Il sourit, Jean-Emmanuel Raux. Fugace, une malice d’enfant passe dans son regard, adoucit son visage taillé à la serpe. C’était voici près d’un demi-siècle, mais cela lui semble hier. "Je m’étais rendu à la vente de la succession du général Bertrand, fidèle entre les fidèles de Napoléon. Les héritiers avaient gardé cela dans leur grenier. J’avais épluché tout ce qui concernait Sainte-Hélène. À l’époque, cela n’intéressait personne, cette période d’exil, ce crépuscule d’un empereur déchu. Nous arrivions à la fin de la vente qui avait été très longue. Assise à côté de moi, la conservatrice en chef des Archives nationales somnolait. L’un des derniers lots était décrit en deux mots : 'Austerlitz manuscrit'. Rien d’autre. Personne n’a remarqué l’importance de ces soixante-quatorze pages, ni les différentes écritures, dont celle de Napoléon lui-même. Au moment où je quittais la salle en possession de ce trésor, quelqu’un m’a demandé à le racheter, cinq fois le prix que je venais de débourser. J’ai refusé, bien entendu."

[Lignes du jeu de données de pointage d'objets]
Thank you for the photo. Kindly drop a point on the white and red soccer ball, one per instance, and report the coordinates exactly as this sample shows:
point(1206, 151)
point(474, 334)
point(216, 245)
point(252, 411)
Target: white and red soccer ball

■ **Consignes**
1 – Réécrivez l'ensemble des enregistrements en substituant "blue and yellow soccer ball" à "white and red soccer ball". Le reste ne doit pas changer.
2 – Reprenez le récit sur le manuscrit d'Austerlitz à partir de la dernière phrase de l'extrait.

■ **Réponses**
1 –
Thank you for the photo. Kindly drop a point on the blue and yellow soccer ball, one per instance, and report the coordinates exactly as this sample shows:
point(1206, 151)
point(474, 334)
point(216, 245)
point(252, 411)
Target: blue and yellow soccer ball

2 –
Un collectionneur passionné d'autographes
À 25 ans, Jean-Emmanuel Raux fait ainsi une entrée fracassante sur le marché de l’art et des autographes. Pourtant, quand il naît à Nîmes le 4 mars 1951, alors que son colonel de père est en partance pour Dakar, son destin semble surtout placé sous les auspices du voyage.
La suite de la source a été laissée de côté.